Below are records; reproduce exactly the lines from the one containing "Box camera handle." through the end, both included, and only those.
####################
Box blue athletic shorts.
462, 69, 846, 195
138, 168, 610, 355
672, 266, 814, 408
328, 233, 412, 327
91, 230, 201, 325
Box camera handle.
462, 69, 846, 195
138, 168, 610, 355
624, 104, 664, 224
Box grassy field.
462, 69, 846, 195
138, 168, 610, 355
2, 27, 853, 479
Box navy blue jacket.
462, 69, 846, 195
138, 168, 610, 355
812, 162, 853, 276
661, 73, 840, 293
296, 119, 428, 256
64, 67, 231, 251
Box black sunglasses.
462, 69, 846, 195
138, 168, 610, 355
####################
» **Answer to this exercise**
Box camera handle.
462, 69, 846, 195
138, 168, 610, 355
624, 104, 664, 224
Box grassy field.
462, 69, 846, 195
138, 168, 610, 355
2, 27, 853, 479
Box navy blue jacket.
462, 69, 846, 195
138, 168, 610, 355
812, 162, 853, 276
661, 73, 840, 293
296, 119, 428, 256
64, 67, 231, 251
Box black sunglasses.
462, 69, 846, 195
138, 168, 610, 355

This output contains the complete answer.